- **SET PROBLEM 1**
From the article on optical circuit switches, list every advantage of these switches that it mentions.
- **SET PROBLEM 2**
Pick up the article on optical circuit switches where it stops, and write the next few sentences.

- **ARTICLE**
▼▼▼

Coherent's latest optical circuit switch on display at OFC boasts 300 input and 300 output ports.

Coherent’s latest optical circuit switch on display at OFC boasts 300 input and 300 output ports – Click to enlarge

Dell’Oro Group analyst Sameh Boujelbene told The Register that optical circuit switches offer a couple of benefits. In addition to high bandwidth and low latency networking, switches of this type tend to be less expensive to operate – as they require substantially fewer electrical switches and optical transceivers.

Additionally, Coherent notes that this kind of optical switching tends to be more reliable – something that will pay dividends in very larger clusters in which mean time to failure tends to be quite low.

This is one of the reasons that Google developed its own optical circuit switches for its TPUv4 pods. Speaking at Hot Chips last year, Andy Swing, a technical lead for Google’s TPU group, explained [Video] that by using OCS Google was able to switch together very large quantities of accelerators.

▲▲▲

- **RECORDED DATA**
▼▼▼

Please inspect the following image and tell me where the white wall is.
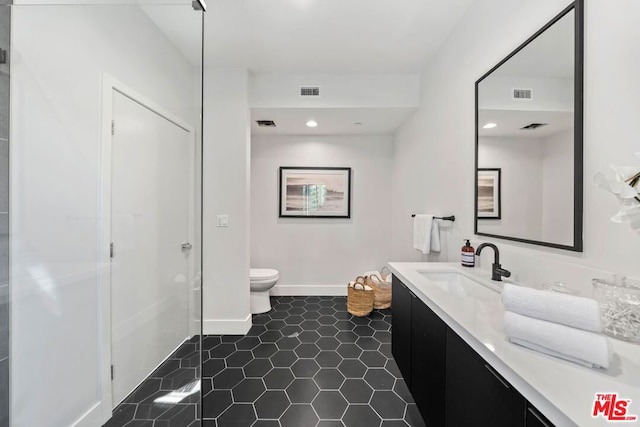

▲▲▲

- **EXPECTED ANSWER 1**
- High bandwidth
- Low latency networking
- Lower cost to operate, because they need far fewer electrical switches and optical transceivers
- Greater reliability

- **EXPECTED ANSWER 2**
These pods consist of 64 racks, each containing 64 Tensor Processing Units (TPUs). Each of these racks was connected optically back to one of Google’s internally developed OCS switches, for an all-to-all mesh.

Swing explained this approach has a couple of benefits – including the ability to reconfigure the cluster size dynamically. Another is that all of the accelerators are connected to one another, which improves reliability – a desirable quality as training workloads can last months depending on the model’s parameter count and the size of the dataset.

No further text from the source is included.